(Stored data)
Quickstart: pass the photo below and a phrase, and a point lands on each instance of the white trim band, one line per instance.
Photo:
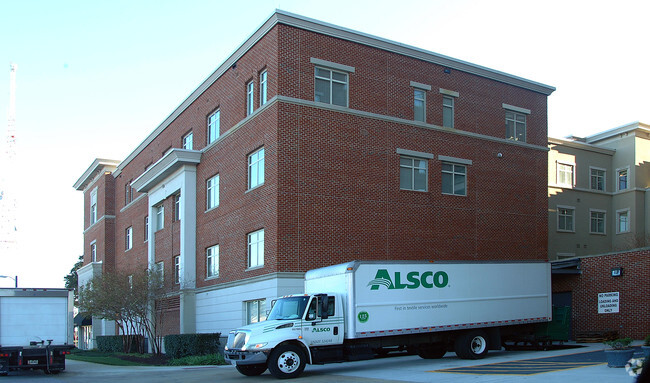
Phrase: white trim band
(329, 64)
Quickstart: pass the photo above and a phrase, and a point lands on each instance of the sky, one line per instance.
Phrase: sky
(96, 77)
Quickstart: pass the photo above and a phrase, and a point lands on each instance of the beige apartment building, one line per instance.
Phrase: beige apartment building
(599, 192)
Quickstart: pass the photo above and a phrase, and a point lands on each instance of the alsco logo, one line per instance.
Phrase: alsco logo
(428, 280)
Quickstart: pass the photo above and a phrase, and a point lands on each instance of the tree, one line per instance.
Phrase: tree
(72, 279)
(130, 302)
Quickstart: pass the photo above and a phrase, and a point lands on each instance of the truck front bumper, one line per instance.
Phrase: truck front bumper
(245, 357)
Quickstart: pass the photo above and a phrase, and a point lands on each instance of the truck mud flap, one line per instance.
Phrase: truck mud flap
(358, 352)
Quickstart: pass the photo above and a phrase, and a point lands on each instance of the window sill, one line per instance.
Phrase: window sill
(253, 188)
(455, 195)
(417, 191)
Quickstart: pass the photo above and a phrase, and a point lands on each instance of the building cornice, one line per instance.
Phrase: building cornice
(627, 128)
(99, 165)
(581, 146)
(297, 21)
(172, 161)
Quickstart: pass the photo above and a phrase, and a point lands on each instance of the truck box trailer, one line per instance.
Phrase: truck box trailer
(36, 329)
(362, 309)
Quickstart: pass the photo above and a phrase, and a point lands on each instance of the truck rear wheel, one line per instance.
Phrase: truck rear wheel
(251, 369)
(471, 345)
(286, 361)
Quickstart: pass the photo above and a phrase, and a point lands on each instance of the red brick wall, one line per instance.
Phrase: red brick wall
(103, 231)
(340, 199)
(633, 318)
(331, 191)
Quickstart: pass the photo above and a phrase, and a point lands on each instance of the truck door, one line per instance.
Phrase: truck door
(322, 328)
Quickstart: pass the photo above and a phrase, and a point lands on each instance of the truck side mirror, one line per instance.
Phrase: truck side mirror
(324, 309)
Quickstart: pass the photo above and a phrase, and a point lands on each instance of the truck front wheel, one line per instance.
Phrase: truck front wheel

(Goal)
Return the material word for word. Pictures are not part of the copy.

(Task answer)
Quickstart: pass the photo below and a phrase, and a point lands on each instance of the white trim band, one line per instance.
Photo:
Phrase: white trim band
(329, 64)
Quickstart: pass the photo above and a phrase, and a point lands on each instance of the sky, one line per instance.
Phrase: sky
(96, 77)
Quickstart: pass the photo above and a phrase, and a point lands on each instance of the beige apartment building, one line per instance.
Phrase: beige apartment building
(599, 192)
Quickstart: pass the photo above and a phrase, and a point lands on each instance of the alsco logo, one line per instance.
Phrase: alsco logo
(428, 280)
Quickstart: pass the photo above and a phrase, and a point lands on each instance of the tree, one line per instance.
Phrase: tree
(72, 279)
(130, 302)
Quickstart: pass the photo above and a phrase, and a point lands on each instance of the truck front bumper, one line per instance.
Phrase: truck front bumper
(245, 357)
Quickstart: pass the photo above and a phrase, and a point lands on each instance of the truck mud flap, one line per instance.
Phrase: truck mud flap
(358, 352)
Quickstart: pass the photo above and a phrase, and a point lands on each instance of the window sill, one line per instance.
Phrase: window sill
(253, 188)
(455, 195)
(417, 191)
Quickstart: pass the photo above and a phrase, and a point lands on each instance of the building cornice, one line per instance.
Phrase: building cornice
(627, 128)
(99, 165)
(581, 146)
(297, 21)
(172, 161)
Quickstart: pass the photo above and a phrase, and a point lands on each instance of the truck box trailer, one line per instance.
Phrase: truck box trailer
(36, 329)
(362, 309)
Quickstart: pass the photo above and a phrase, and a point lands on each instance of the truck rear wheel, one line per instance.
Phrase: truck rear wheel
(251, 369)
(471, 345)
(286, 361)
Quickstart: pass the photo above and a phrase, and a point lands on each instance of the red brick wall, one line per instance.
Phrase: red brick wall
(103, 231)
(340, 199)
(633, 318)
(331, 191)
Quickstart: pass the photo above and a phrase, and a point lands on each instance of the truck door, one line per instance.
Phrase: truck door
(322, 328)
Quickstart: pass the photo above and a phrase, and a point lands on each instance of the truck side mirror, one line per instance.
Phrase: truck side mirror
(324, 309)
Quickstart: pass the photo above and a phrase, and a point lands on each instance of the truck front wheel, one line per instance.
Phrase: truck front wheel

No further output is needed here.